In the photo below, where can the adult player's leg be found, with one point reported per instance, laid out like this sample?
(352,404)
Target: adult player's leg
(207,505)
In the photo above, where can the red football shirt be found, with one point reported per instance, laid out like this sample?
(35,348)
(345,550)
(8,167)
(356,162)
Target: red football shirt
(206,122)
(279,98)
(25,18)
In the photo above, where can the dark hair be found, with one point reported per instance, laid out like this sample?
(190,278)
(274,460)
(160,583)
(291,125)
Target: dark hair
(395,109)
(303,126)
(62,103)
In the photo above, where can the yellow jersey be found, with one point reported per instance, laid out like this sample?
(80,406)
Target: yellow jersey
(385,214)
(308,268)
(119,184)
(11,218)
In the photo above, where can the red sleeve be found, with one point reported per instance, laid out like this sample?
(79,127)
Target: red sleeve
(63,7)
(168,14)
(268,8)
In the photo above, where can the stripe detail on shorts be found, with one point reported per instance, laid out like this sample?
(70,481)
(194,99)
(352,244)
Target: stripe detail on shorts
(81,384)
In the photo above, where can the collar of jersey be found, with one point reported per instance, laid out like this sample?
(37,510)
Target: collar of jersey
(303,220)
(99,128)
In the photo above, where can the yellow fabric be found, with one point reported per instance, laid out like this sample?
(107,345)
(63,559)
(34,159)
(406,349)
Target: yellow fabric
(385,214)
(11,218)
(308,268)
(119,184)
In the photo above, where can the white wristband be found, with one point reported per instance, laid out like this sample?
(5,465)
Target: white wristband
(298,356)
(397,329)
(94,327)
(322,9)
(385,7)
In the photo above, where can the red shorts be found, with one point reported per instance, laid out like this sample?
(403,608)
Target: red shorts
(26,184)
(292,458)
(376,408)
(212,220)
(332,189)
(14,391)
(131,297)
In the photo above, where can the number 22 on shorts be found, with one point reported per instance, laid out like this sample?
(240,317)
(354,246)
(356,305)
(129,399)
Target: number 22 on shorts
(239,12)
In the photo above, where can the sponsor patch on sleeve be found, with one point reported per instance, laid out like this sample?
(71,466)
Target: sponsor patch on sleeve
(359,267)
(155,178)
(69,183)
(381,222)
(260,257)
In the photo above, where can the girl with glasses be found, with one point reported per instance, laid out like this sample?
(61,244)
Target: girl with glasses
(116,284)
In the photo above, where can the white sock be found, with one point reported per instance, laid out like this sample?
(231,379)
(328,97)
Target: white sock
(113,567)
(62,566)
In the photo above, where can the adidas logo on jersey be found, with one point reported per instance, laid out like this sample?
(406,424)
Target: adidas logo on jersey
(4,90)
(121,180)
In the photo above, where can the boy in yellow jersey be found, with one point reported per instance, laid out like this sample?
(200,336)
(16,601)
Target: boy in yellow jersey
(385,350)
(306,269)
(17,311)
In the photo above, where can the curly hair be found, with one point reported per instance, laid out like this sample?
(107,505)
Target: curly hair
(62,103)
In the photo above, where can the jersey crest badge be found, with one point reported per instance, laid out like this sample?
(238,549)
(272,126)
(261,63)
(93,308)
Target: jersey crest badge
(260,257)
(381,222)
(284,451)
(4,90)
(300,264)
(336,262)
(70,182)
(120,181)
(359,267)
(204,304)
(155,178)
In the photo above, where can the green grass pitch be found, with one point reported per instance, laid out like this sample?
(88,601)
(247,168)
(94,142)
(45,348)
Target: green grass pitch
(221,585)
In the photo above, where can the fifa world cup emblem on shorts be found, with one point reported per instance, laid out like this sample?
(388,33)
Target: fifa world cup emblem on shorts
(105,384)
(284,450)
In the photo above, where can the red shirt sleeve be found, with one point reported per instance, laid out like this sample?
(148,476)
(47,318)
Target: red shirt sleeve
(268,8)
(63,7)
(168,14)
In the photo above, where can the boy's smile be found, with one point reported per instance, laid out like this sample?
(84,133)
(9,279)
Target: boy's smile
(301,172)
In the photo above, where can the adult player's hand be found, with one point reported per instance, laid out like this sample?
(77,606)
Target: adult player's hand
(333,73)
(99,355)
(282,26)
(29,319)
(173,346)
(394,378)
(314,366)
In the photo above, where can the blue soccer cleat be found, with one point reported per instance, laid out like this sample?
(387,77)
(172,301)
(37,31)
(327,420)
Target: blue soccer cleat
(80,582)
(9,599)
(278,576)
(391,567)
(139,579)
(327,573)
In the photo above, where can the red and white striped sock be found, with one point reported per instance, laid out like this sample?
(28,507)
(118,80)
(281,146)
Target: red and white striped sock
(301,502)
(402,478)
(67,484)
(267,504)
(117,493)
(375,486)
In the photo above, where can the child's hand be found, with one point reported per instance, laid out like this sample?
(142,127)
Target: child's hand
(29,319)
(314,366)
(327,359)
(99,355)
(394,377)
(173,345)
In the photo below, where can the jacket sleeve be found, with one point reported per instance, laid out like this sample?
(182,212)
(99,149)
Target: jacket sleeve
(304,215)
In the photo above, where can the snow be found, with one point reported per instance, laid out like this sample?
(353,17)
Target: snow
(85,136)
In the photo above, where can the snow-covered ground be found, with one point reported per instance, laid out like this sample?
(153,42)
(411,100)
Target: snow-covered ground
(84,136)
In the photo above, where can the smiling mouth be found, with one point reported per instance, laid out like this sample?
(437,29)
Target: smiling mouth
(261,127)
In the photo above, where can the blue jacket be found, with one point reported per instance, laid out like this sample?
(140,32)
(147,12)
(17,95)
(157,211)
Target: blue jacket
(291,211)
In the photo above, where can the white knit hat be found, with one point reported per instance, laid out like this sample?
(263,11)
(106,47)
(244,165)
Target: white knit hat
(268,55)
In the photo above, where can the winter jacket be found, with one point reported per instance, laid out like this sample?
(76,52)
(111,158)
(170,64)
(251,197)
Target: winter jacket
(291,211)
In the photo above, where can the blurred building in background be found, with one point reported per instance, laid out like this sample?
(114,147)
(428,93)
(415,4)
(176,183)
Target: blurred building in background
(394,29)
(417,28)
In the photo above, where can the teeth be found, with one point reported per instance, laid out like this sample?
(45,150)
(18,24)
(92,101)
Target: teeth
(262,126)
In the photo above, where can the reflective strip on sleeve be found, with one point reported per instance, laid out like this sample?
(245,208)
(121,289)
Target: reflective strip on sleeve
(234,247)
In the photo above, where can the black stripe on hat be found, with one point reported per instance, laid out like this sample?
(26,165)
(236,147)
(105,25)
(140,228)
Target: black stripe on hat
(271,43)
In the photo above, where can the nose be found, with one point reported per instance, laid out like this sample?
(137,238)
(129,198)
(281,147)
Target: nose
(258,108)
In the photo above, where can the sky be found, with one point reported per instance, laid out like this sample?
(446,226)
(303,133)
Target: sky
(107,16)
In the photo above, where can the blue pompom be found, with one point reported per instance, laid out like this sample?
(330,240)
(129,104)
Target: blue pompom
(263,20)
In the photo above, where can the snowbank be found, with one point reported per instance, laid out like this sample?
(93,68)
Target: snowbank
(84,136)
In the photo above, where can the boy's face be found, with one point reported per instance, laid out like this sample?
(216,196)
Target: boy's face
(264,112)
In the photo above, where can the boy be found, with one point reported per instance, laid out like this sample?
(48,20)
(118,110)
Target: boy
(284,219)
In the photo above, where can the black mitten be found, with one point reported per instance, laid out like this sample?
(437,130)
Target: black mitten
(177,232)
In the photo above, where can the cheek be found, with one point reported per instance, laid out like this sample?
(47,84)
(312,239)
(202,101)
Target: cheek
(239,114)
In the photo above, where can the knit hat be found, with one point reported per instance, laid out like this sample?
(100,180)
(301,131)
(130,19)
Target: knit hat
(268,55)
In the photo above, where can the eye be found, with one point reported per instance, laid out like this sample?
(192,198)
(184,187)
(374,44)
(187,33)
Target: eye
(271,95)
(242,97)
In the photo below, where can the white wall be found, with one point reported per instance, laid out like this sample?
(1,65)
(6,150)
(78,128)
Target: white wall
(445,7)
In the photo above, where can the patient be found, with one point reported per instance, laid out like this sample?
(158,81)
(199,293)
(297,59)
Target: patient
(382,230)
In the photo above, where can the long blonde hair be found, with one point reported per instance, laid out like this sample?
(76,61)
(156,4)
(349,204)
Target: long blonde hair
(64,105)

--------------------------------

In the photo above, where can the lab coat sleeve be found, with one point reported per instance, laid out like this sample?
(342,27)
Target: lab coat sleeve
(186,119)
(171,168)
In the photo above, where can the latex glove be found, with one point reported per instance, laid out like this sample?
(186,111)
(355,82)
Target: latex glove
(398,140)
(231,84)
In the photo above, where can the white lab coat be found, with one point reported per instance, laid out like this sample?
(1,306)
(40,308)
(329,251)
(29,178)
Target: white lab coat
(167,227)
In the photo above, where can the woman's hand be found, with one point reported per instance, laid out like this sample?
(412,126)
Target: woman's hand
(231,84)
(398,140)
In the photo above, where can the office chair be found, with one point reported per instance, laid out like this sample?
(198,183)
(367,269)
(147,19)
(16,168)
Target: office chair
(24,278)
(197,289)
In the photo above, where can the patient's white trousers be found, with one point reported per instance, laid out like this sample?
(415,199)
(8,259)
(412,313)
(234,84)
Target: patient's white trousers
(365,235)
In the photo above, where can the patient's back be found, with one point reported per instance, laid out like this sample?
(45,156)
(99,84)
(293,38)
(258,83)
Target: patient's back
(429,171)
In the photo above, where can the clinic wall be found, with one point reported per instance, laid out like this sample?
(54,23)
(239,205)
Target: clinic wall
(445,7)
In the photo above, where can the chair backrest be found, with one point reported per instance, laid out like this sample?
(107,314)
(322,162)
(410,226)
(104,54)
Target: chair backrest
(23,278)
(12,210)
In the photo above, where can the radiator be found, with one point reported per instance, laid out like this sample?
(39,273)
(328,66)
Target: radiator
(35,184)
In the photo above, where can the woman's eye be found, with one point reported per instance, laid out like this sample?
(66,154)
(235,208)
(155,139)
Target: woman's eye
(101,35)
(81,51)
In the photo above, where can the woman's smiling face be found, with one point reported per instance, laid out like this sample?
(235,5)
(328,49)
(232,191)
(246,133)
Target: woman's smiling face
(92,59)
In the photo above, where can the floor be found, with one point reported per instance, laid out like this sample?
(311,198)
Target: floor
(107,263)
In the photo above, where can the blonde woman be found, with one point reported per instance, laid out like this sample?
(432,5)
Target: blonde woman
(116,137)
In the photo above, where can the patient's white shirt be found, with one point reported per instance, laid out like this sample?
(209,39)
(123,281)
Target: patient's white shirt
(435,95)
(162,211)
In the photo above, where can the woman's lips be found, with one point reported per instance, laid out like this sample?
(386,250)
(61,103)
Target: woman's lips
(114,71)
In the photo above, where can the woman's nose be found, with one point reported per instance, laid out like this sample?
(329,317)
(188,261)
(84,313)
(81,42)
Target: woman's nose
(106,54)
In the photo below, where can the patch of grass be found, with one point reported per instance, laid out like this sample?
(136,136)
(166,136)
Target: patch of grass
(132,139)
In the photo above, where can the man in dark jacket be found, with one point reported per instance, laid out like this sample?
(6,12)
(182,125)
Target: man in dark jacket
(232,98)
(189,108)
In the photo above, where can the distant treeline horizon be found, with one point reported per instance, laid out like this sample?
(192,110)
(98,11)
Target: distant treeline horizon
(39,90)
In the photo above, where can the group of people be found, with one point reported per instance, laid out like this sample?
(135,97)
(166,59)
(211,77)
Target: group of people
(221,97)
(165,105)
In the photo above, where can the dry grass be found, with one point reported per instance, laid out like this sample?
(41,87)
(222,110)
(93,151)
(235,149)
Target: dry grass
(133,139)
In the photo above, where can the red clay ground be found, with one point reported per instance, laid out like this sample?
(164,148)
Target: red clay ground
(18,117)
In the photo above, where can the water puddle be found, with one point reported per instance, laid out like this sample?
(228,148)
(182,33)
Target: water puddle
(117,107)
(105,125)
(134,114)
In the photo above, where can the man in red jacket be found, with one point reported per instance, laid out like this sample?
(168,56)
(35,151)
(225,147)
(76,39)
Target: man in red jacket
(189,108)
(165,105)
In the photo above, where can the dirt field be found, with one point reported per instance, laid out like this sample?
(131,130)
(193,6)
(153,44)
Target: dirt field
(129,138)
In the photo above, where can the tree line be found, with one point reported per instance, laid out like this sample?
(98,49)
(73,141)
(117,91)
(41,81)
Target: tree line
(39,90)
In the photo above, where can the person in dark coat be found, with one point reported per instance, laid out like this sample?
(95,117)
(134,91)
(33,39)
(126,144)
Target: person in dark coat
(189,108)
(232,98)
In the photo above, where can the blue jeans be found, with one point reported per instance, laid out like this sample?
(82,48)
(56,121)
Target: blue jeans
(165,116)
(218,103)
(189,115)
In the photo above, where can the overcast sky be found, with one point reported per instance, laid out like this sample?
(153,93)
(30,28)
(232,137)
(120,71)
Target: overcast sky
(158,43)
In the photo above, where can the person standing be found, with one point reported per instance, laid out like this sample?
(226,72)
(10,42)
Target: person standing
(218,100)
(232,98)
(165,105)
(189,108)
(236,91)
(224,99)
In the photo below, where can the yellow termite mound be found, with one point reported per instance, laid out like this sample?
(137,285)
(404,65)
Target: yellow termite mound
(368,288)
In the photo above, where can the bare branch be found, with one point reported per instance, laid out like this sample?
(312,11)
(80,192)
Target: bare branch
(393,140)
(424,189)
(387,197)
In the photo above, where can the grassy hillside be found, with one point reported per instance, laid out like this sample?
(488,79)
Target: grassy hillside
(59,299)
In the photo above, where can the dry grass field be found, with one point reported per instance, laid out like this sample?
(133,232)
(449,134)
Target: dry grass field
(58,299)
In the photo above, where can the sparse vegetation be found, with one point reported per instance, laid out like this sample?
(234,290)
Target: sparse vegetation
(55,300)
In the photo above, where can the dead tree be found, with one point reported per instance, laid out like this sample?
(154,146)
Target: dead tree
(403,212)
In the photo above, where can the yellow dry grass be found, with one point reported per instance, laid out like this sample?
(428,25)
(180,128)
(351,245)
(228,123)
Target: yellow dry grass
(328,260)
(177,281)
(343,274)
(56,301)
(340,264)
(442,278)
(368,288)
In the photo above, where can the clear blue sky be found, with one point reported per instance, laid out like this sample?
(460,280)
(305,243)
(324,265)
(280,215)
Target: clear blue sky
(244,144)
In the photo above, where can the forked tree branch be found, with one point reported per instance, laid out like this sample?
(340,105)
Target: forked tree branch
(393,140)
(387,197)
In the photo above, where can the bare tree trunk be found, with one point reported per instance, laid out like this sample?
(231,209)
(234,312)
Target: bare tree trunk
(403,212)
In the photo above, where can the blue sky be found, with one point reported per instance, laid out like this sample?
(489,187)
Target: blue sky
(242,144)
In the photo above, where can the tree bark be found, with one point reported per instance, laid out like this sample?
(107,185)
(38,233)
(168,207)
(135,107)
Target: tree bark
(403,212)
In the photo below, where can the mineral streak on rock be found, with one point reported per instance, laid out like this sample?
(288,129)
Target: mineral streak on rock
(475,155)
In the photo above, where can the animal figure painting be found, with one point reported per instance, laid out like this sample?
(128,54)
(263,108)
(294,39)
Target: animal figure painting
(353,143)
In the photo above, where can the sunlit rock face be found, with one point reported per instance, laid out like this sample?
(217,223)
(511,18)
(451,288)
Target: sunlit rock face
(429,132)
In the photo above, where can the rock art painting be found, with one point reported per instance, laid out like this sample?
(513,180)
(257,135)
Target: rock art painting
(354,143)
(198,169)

--------------------------------

**Deine Aufgabe:**
Gib jede Zeile der Datensätze oben zurück, die das Wort „trousers“ enthält, und achte dabei auf Groß- und Kleinschreibung.

**Ausgabe dieser Übung:**
In the photo above, where can the patient's white trousers be found, with one point reported per instance, laid out like this sample?
Target: patient's white trousers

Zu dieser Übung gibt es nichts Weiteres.